*Your instructions*. Copy out the rows from the line containing "6 for player-tracking calibration." through the line containing "[696,565,815,857]", both included, exactly as they appear.

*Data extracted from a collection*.
-- start --

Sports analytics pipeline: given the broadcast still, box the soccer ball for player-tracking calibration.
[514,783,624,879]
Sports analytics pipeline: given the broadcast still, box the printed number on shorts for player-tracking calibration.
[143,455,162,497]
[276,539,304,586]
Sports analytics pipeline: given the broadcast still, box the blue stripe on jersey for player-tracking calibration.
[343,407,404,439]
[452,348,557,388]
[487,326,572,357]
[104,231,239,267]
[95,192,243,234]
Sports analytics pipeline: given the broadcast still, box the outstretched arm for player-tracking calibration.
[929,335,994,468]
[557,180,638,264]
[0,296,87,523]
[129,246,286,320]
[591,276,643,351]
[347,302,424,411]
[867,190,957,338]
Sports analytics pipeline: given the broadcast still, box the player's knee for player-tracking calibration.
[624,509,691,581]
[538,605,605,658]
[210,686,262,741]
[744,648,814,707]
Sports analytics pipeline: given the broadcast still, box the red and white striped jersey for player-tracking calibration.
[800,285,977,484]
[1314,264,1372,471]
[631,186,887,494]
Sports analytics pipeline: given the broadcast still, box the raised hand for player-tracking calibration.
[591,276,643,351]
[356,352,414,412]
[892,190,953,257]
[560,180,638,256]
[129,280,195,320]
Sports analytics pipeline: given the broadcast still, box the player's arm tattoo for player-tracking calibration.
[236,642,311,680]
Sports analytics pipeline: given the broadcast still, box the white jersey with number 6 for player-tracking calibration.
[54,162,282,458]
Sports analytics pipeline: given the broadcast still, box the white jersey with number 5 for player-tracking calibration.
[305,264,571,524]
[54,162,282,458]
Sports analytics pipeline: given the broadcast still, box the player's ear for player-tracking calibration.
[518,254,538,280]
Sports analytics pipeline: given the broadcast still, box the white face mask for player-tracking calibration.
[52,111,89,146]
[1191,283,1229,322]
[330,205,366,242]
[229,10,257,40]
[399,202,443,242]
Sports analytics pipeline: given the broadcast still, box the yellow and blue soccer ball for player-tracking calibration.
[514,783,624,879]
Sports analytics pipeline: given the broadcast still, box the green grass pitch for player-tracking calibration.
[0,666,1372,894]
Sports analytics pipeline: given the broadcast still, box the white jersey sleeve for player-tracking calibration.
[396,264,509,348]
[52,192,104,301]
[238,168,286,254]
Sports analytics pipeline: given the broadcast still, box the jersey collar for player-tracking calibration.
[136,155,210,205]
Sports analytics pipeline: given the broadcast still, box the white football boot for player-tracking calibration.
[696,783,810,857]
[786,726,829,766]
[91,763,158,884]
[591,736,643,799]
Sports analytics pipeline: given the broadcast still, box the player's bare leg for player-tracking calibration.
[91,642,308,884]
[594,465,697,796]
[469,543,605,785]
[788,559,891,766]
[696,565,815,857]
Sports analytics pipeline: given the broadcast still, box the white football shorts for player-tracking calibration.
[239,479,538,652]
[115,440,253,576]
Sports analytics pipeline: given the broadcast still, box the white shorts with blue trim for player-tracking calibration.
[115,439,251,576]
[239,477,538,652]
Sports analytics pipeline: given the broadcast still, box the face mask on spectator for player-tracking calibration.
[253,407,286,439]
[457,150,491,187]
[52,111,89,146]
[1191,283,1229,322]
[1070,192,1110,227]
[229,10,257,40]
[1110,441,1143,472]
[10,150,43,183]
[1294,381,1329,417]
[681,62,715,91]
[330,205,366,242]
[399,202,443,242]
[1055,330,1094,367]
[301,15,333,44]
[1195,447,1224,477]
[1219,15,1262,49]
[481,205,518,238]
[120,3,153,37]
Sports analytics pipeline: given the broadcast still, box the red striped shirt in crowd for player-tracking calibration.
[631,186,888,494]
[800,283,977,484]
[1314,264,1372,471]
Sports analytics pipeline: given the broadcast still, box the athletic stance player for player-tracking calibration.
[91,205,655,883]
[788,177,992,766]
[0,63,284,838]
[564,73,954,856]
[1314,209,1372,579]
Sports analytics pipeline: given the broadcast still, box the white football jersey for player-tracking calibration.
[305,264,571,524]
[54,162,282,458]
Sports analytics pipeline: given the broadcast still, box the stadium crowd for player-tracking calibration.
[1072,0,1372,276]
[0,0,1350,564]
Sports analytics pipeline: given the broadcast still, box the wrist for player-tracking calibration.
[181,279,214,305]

-- end --
-- start --

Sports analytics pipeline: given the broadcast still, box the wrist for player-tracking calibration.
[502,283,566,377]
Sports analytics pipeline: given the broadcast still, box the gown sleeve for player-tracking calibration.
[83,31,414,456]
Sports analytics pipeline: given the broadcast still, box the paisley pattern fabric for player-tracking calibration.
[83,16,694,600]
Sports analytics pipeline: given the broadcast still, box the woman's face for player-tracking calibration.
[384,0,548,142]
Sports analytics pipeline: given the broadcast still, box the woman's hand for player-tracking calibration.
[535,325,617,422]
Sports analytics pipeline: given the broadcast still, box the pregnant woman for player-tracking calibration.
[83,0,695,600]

-- end --

*Problem solution*.
Sports analytics pipeline: given the broadcast still, box the white jersey with number 6 for player-tracking calibration.
[54,162,282,458]
Sports analytics pipeline: given the broadcast still, box the white jersey with number 5 for player-tracking calibration.
[305,264,571,524]
[54,162,282,458]
Sports analytics pipeline: given the broadcast still, box the player's ear for player-tracking calibration.
[518,254,538,280]
Sports analytics pipeline: given the broadcast still, box the white face mask for player-tracking calibration.
[52,111,89,146]
[1191,283,1229,322]
[330,205,366,242]
[229,10,257,40]
[399,202,443,242]
Sports analytics pipeline: given the broadcast still, box the yellow and blue soccer ball for player-tracking calibration.
[514,783,624,879]
Sports analytics pipeline: given the broadcast still, box the green grass pitch for player-tracking calibration.
[0,666,1372,894]
Sports analytics pipeline: given the broadcast still, box the white jersey sleeve for player-tracking calibration.
[396,264,509,348]
[52,192,104,301]
[238,168,286,254]
Sports analytics pipeline: given the broadcast still, box the jersey collar for player-tracking calibration.
[136,155,210,205]
Sports analytics pipeline: given the broadcast still, box the white football boot for player-tracking calibration.
[696,783,810,857]
[786,726,829,766]
[91,763,158,884]
[591,736,643,799]
Sports analytics pipeline: given the broadcast still, box the player's bare leg for player-tracking calibration.
[91,642,308,884]
[594,465,697,796]
[469,543,605,785]
[788,559,891,766]
[696,565,815,857]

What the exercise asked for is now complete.